■ Task directions ■
Rescale every x and y coordinate in the answers below by a factor of 1.75, rounding to the nearest whole number with halves rounded up. Reproduce every line of the records, leaving all other lines and values unchanged.

########

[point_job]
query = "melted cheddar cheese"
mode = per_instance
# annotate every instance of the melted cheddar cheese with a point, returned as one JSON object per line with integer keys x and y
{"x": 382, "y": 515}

########

■ Result ■
[point_job]
query = "melted cheddar cheese"
mode = per_instance
# annotate every instance of the melted cheddar cheese with a point, returned as one JSON object per line with integer keys x and y
{"x": 669, "y": 901}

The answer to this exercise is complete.